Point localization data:
= Beginning of Section =

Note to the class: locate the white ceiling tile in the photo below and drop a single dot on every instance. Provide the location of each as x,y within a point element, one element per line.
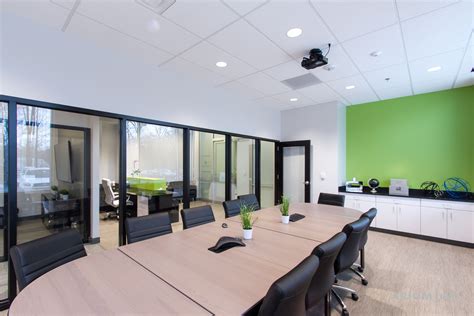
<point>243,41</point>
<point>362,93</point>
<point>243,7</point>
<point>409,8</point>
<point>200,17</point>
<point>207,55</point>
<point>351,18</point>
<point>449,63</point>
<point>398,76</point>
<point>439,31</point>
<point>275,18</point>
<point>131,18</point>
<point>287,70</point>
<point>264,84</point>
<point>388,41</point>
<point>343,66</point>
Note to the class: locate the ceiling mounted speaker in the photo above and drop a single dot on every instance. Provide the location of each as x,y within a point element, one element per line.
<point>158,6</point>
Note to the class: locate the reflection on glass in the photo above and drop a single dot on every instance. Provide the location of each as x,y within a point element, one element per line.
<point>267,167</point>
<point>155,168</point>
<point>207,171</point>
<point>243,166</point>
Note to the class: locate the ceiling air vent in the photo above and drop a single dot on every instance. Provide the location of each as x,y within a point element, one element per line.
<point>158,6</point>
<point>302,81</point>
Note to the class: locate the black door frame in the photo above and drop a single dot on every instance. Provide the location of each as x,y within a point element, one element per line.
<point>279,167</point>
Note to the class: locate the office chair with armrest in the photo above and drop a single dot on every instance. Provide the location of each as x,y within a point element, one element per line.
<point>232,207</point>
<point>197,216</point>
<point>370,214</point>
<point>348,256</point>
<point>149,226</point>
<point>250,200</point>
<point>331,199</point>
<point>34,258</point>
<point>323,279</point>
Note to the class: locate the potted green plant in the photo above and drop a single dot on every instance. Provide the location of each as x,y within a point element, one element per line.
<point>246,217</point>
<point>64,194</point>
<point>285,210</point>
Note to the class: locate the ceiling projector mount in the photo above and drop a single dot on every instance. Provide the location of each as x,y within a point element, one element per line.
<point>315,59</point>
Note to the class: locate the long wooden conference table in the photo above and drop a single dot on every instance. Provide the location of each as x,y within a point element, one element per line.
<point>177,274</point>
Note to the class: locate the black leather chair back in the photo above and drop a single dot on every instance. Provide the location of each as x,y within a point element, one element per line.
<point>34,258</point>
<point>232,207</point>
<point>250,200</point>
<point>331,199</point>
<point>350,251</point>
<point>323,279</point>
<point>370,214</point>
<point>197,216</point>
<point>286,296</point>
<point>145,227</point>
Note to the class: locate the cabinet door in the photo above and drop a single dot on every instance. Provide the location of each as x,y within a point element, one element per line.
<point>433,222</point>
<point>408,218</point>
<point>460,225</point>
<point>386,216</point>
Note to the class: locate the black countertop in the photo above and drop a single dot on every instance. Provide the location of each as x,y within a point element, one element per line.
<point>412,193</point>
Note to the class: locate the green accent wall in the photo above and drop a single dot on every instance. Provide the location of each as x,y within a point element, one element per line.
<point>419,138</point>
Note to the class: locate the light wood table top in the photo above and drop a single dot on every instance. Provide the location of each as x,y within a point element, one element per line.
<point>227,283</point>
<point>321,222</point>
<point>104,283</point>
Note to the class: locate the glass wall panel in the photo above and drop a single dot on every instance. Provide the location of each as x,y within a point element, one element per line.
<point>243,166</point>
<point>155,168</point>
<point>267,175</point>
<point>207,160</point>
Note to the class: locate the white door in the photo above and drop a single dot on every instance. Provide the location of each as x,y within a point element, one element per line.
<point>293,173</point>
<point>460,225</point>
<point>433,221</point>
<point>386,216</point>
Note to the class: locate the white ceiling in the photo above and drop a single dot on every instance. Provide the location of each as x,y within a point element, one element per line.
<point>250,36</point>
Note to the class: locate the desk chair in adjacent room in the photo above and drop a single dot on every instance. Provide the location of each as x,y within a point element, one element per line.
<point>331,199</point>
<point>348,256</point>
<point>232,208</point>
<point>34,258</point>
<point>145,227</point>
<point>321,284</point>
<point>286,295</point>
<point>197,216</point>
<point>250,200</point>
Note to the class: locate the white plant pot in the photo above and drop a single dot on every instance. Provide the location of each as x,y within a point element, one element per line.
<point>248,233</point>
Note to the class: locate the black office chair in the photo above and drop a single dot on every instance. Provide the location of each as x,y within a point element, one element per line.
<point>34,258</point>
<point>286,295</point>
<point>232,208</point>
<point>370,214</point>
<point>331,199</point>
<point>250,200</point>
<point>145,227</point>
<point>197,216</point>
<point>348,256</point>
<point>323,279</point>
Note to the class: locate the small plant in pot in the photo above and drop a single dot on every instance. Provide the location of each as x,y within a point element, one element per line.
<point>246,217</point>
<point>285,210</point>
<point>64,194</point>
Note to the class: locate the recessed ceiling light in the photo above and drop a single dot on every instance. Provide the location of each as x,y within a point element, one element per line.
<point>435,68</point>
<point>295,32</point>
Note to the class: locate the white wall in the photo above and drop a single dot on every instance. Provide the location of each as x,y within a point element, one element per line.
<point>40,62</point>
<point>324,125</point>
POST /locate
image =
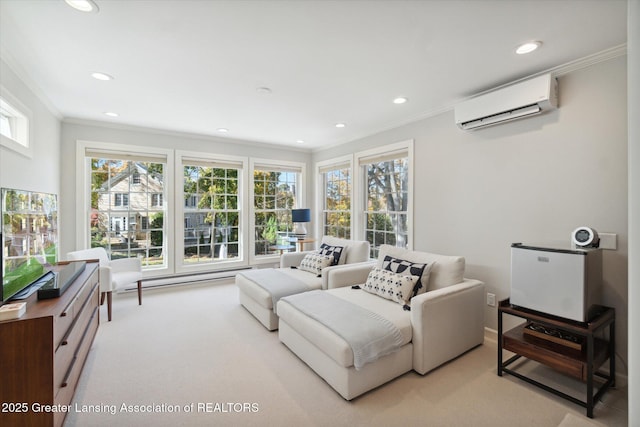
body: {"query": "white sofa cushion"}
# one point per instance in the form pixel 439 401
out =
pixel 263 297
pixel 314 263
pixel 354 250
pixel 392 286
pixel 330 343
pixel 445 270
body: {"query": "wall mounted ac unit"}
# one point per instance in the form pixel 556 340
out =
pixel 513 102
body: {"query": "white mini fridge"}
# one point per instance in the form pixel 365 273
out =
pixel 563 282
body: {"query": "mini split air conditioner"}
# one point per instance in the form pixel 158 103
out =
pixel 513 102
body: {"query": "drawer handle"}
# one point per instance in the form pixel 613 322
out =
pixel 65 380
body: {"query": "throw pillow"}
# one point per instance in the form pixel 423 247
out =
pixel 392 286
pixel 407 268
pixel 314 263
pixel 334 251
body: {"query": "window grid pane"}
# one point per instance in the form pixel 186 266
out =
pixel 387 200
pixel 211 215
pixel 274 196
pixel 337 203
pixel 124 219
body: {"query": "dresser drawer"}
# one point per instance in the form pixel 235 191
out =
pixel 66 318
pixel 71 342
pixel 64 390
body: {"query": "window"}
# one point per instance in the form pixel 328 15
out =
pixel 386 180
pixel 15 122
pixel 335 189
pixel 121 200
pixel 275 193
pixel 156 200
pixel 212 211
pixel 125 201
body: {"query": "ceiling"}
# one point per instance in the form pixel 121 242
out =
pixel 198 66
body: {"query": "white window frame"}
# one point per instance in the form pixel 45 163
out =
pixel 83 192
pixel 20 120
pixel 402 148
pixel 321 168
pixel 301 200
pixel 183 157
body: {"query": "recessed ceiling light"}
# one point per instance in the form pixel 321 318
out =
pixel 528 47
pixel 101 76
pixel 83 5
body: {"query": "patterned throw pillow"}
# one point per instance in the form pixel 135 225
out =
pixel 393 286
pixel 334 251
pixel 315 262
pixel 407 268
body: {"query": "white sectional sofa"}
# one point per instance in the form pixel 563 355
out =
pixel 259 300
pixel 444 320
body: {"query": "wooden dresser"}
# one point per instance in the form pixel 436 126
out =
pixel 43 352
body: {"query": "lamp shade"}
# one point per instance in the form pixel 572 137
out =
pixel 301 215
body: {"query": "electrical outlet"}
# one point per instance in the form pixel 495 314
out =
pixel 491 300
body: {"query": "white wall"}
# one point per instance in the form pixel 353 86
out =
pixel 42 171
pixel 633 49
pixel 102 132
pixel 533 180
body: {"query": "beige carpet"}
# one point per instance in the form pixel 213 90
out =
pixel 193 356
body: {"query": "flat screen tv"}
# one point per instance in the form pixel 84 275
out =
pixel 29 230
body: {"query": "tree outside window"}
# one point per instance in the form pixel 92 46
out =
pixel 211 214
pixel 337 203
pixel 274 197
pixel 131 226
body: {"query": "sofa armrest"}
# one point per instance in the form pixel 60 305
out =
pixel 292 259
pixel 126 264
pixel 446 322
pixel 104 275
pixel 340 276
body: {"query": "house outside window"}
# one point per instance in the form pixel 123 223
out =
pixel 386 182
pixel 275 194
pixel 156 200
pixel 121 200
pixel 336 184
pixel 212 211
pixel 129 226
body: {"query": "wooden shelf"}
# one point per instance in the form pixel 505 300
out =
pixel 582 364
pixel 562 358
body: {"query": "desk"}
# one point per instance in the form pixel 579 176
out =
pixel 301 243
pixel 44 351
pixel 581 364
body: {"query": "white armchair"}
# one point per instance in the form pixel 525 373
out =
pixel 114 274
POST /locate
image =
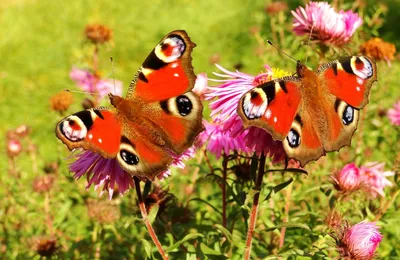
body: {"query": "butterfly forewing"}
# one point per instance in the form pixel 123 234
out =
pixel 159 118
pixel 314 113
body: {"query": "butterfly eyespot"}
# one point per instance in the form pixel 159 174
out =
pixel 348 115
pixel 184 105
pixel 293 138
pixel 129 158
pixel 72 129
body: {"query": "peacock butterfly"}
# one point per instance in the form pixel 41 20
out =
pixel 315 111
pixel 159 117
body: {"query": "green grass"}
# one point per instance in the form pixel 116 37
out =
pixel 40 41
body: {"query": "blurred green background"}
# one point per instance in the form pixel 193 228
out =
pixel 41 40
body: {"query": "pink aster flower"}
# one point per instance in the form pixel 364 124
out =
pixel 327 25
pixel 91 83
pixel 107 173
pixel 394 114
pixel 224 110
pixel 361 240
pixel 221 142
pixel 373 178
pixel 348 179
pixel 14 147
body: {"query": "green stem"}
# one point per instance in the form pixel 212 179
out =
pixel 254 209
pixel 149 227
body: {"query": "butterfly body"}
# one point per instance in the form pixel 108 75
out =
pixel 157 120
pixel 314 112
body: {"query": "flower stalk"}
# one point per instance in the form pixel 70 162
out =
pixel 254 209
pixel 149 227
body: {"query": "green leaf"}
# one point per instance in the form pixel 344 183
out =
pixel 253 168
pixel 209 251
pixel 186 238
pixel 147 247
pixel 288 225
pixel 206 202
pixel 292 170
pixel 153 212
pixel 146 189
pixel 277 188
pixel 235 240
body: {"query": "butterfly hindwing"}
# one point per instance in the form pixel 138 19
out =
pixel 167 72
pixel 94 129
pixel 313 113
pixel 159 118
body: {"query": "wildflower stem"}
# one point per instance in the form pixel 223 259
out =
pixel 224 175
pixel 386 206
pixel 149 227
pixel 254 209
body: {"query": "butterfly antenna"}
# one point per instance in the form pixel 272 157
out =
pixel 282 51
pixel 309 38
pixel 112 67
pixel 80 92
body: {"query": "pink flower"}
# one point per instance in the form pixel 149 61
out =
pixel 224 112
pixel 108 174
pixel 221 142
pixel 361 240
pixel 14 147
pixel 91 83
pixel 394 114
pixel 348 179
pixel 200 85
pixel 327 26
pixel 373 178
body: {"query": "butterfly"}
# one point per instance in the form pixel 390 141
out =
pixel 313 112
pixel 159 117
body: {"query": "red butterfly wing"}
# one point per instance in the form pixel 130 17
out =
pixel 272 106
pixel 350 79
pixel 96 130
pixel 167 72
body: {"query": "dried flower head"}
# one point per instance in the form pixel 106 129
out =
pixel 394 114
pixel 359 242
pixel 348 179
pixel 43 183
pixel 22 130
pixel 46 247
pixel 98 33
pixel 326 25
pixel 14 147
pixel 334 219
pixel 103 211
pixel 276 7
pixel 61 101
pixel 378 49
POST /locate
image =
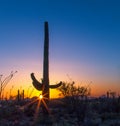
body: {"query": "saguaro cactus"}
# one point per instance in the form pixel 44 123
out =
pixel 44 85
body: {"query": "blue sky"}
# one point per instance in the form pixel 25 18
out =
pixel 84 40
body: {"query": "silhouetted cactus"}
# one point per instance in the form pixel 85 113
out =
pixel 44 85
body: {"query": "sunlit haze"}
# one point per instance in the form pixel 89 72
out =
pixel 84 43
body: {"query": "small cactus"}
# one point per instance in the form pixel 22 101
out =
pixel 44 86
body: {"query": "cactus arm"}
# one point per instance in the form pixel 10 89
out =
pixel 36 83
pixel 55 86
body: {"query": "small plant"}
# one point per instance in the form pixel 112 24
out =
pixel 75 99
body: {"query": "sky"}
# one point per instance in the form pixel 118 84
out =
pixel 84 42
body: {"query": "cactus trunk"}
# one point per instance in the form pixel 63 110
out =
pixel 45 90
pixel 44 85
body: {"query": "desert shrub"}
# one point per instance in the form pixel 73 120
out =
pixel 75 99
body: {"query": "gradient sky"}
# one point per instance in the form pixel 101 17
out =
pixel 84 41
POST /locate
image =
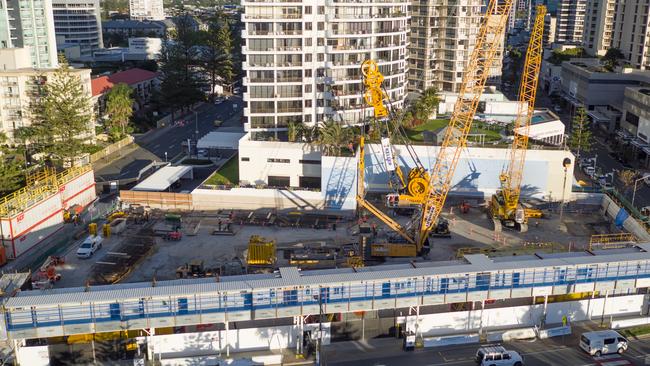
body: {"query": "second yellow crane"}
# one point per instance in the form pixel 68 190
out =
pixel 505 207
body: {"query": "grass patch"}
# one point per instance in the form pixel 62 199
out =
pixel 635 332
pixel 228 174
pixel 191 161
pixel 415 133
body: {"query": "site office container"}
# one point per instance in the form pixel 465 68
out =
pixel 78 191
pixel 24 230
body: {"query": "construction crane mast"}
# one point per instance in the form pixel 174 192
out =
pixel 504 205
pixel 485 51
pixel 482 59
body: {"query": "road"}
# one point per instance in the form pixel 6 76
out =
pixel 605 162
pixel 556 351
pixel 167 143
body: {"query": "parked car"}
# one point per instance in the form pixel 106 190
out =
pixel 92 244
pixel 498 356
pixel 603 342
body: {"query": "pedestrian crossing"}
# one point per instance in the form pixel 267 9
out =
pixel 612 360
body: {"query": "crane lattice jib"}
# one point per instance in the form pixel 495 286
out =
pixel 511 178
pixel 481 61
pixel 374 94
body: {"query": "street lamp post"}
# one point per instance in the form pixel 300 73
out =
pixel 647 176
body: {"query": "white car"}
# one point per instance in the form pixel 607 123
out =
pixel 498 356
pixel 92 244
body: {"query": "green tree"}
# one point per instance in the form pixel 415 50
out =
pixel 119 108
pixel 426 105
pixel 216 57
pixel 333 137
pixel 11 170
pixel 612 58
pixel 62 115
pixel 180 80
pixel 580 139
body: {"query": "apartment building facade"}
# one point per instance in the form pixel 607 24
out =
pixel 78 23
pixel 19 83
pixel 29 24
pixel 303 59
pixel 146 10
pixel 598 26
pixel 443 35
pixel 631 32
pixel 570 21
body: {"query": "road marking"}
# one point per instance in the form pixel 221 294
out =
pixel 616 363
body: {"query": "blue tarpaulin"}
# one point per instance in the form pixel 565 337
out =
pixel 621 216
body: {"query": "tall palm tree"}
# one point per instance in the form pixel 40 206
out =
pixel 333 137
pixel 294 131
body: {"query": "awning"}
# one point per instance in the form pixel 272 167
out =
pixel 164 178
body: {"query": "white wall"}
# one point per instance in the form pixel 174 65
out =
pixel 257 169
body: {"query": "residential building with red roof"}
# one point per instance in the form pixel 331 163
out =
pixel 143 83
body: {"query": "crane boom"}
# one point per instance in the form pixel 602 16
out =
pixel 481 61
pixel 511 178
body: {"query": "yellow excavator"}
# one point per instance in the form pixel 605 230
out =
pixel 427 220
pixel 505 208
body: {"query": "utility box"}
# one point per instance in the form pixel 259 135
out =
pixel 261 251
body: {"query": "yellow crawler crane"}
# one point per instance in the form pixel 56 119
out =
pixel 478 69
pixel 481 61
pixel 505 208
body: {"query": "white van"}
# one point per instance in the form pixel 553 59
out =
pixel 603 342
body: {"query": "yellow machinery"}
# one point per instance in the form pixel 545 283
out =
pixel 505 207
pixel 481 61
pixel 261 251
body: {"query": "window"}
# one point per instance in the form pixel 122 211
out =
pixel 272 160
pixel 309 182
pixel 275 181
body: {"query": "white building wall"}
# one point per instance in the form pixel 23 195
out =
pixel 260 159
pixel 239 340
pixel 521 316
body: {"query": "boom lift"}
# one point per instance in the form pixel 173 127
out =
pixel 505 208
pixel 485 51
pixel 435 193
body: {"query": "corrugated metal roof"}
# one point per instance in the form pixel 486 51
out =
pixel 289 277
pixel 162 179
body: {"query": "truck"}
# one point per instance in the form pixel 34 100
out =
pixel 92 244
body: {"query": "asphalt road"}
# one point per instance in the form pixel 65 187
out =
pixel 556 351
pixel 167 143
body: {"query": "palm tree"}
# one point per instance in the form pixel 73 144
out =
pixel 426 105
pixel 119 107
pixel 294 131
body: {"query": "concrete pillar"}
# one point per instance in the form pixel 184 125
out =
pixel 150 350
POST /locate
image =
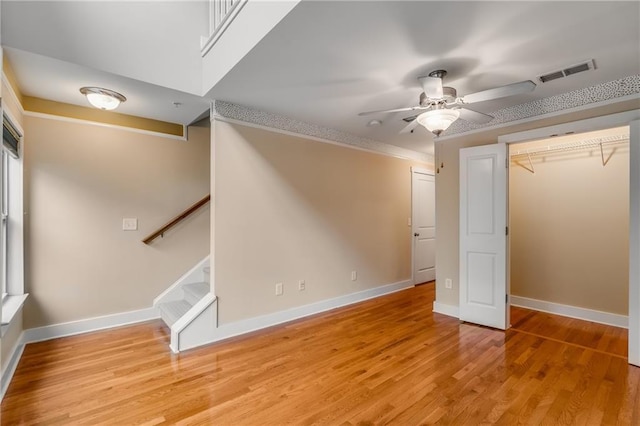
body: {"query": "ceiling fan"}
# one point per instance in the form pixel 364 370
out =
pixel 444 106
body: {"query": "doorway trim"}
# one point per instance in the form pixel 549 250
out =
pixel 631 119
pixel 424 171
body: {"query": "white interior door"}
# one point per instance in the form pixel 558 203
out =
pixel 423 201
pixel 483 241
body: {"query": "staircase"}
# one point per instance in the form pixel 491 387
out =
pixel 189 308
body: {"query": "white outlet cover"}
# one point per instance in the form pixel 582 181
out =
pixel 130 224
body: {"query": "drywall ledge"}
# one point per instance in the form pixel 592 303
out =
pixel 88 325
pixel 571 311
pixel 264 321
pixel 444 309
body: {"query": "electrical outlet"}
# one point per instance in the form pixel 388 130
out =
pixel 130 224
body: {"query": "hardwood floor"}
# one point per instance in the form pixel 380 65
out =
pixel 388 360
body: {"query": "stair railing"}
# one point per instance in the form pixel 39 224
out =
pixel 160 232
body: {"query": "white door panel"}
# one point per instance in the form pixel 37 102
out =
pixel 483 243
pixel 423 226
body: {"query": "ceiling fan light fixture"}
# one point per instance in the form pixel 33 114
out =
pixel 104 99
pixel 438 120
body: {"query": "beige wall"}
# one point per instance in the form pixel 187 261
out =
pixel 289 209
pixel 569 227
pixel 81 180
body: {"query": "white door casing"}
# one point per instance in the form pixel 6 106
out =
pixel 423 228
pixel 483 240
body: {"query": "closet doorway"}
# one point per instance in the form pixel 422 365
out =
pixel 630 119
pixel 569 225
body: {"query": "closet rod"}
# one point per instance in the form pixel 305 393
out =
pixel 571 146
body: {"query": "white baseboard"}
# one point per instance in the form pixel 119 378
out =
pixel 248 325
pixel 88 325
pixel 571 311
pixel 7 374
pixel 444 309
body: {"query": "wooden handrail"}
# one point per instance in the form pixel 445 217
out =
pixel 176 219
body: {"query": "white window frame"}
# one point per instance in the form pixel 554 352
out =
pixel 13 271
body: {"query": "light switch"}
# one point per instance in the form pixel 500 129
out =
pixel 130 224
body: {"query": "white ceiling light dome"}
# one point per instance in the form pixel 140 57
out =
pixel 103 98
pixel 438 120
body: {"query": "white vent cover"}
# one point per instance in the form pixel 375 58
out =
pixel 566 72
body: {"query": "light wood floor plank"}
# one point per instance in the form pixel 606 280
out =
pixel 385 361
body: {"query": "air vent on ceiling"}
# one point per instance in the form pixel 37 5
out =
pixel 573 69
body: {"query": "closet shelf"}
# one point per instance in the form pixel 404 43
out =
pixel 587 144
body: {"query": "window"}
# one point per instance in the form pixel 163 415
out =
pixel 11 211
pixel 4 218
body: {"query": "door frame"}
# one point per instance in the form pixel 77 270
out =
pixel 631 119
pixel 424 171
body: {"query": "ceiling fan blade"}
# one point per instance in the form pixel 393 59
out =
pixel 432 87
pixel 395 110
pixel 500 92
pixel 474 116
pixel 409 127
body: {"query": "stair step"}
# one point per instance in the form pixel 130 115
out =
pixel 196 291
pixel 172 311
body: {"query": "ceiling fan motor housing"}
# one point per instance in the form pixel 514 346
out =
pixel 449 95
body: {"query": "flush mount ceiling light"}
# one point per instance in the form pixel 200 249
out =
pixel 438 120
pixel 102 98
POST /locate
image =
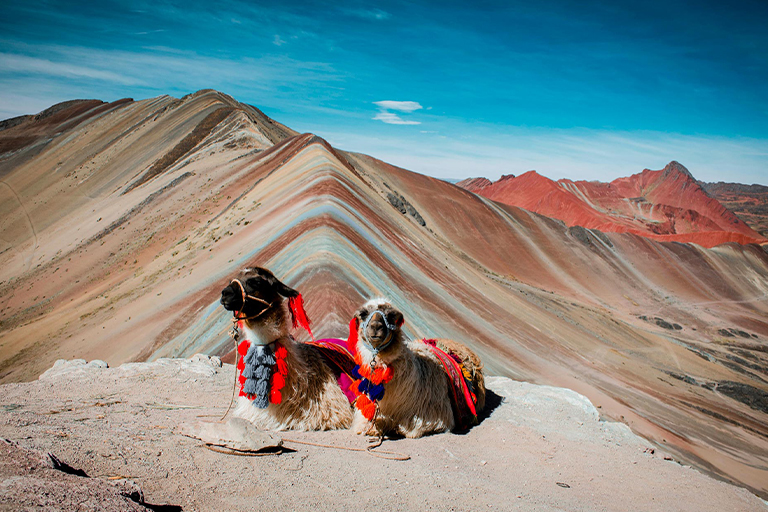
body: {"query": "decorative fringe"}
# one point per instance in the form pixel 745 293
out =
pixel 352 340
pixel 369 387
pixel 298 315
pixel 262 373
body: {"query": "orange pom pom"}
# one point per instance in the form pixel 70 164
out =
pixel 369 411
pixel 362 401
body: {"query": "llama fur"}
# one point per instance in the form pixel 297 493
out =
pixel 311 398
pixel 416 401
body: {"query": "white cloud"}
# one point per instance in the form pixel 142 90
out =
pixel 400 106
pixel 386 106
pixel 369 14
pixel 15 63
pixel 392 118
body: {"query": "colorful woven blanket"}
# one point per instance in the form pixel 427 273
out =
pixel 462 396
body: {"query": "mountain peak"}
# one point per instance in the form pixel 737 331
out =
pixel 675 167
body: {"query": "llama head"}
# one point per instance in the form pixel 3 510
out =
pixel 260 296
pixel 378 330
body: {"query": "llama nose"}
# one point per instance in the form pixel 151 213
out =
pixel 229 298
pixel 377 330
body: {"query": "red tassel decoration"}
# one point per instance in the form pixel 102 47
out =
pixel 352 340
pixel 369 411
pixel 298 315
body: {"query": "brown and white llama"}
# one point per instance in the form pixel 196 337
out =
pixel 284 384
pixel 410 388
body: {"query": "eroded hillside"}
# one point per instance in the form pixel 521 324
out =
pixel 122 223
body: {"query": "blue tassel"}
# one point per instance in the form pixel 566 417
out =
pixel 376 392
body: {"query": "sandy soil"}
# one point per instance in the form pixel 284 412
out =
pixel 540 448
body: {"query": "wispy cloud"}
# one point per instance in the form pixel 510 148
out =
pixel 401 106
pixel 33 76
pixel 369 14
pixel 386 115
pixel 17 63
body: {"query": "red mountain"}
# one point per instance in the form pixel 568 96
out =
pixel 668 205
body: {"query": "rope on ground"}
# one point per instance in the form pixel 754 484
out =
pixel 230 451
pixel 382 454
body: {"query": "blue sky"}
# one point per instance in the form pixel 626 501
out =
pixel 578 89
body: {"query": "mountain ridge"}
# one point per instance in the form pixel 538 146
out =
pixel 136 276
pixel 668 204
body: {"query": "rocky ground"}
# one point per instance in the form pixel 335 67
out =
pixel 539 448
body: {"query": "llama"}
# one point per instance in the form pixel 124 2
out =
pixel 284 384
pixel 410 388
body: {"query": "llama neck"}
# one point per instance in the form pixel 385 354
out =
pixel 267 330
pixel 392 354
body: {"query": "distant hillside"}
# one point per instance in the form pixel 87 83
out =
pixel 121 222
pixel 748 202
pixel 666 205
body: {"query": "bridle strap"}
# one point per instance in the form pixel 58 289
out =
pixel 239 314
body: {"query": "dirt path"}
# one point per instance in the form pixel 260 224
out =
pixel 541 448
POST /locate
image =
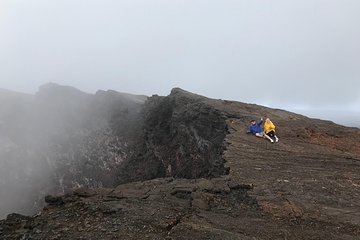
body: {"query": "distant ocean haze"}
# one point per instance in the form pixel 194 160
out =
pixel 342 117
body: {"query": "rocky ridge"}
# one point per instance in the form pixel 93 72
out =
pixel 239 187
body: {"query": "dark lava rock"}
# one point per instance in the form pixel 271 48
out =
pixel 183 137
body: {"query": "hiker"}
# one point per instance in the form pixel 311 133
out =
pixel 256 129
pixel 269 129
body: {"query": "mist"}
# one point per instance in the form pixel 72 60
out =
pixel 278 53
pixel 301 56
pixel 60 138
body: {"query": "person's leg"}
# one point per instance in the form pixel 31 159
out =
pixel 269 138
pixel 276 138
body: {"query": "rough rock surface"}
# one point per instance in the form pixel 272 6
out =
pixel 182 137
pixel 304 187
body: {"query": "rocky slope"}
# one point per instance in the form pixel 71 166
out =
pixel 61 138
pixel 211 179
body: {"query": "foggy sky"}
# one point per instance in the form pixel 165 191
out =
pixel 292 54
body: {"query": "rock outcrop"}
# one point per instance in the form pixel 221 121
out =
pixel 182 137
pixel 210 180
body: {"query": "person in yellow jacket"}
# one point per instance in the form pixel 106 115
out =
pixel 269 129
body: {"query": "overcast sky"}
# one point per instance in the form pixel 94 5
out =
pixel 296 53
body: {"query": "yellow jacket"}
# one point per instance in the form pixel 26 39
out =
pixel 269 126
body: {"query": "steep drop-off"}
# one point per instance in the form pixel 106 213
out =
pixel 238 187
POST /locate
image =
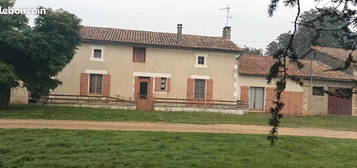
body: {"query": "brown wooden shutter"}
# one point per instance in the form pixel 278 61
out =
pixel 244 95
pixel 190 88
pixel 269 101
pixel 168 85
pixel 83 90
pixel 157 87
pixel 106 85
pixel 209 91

= End of Section =

Task goal:
What lines in the data above contain the word "llama"? Show them all.

Written reply:
body: {"query": "llama fur"}
body: {"query": "llama head"}
body: {"query": "llama nose"}
body: {"query": "brown and white llama"}
body: {"query": "llama"}
body: {"query": "llama neck"}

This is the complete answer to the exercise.